### Extracted entries
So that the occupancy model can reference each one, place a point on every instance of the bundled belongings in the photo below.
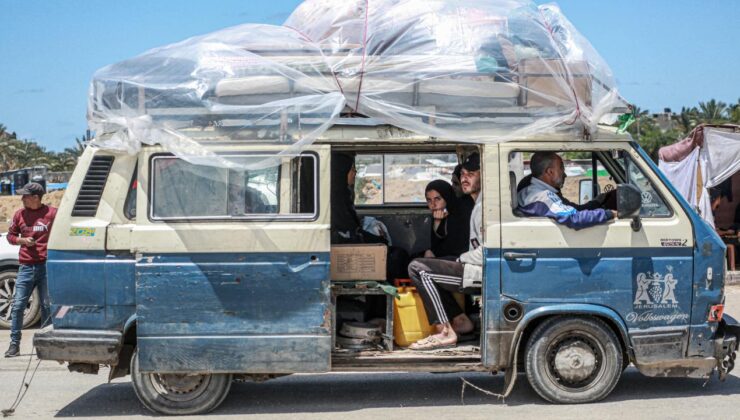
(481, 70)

---

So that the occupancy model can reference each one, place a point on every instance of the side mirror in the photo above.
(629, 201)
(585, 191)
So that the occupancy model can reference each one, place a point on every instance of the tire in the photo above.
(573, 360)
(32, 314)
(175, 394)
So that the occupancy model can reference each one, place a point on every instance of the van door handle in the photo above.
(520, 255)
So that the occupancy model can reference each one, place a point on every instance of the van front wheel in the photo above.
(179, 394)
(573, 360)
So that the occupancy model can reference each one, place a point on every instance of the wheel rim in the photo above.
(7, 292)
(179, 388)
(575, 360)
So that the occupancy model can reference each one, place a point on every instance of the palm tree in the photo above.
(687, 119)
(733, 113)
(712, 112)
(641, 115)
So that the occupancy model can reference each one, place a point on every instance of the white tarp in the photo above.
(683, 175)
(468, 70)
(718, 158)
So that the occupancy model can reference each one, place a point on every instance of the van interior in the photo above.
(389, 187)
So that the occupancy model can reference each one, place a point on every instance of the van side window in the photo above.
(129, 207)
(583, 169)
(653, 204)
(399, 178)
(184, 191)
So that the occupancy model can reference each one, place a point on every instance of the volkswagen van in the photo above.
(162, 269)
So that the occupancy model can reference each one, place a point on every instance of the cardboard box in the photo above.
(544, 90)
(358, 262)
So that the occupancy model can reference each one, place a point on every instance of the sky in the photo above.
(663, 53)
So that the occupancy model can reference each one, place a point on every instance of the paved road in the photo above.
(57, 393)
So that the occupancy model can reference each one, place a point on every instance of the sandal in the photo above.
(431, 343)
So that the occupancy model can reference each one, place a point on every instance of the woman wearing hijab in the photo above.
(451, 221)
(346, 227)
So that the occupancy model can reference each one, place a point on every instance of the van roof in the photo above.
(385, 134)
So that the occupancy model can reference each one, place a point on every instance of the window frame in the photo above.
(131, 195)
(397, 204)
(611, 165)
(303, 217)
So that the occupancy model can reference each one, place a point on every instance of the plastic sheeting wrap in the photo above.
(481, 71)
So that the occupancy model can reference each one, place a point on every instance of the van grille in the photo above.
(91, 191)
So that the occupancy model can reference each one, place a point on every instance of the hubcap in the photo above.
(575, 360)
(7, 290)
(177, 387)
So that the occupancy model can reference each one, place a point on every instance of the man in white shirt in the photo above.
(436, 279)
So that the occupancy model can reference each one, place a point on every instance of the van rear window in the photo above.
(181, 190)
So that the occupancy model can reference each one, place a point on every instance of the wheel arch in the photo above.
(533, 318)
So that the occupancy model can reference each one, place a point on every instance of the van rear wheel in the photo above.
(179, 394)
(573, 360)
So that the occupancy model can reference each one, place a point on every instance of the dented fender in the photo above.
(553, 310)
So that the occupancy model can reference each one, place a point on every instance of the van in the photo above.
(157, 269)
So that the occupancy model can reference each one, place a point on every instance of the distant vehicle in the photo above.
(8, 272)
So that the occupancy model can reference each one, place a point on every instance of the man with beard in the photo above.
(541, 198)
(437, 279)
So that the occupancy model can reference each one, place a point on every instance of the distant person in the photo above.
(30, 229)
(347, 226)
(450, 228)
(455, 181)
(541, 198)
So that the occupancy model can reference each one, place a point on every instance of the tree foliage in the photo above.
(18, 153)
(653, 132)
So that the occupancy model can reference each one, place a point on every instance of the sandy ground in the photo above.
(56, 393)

---

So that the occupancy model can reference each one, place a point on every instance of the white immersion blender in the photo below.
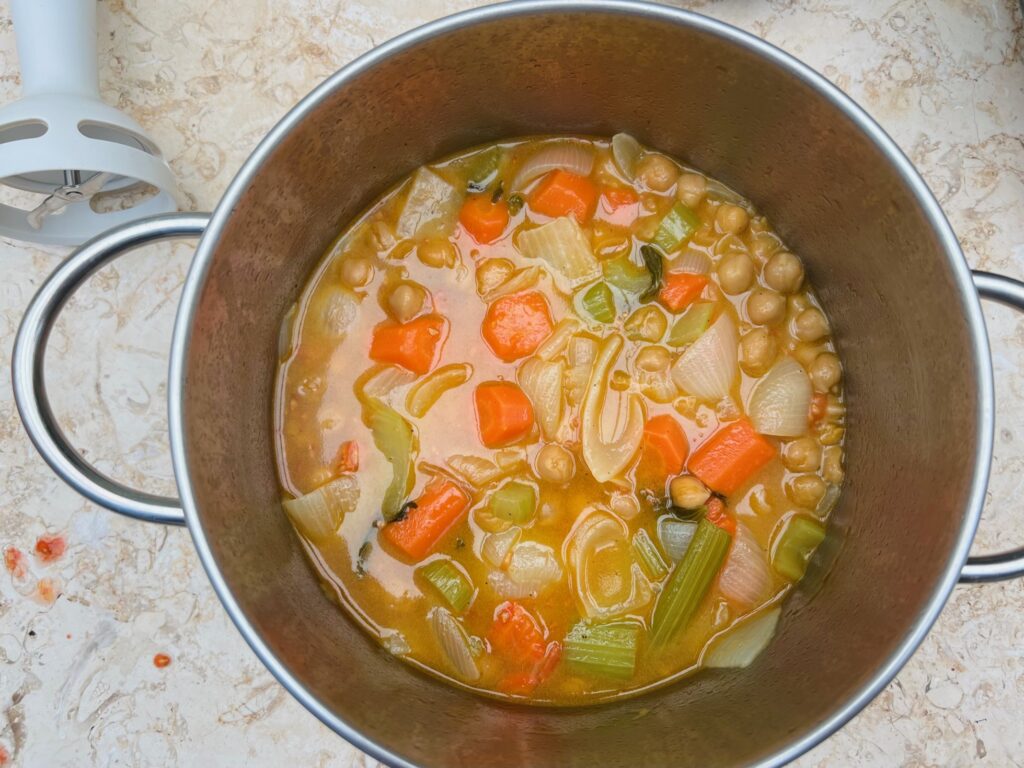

### Task brief
Pick out and copy every line of the records above that contains the word "rear".

### The completed task
So that the occupancy model can reference each one, place a point on every instance of the van rear window in the photo above.
So that the occupancy model can reference each one, place a point on every instance of the van rear wheel in the photo above.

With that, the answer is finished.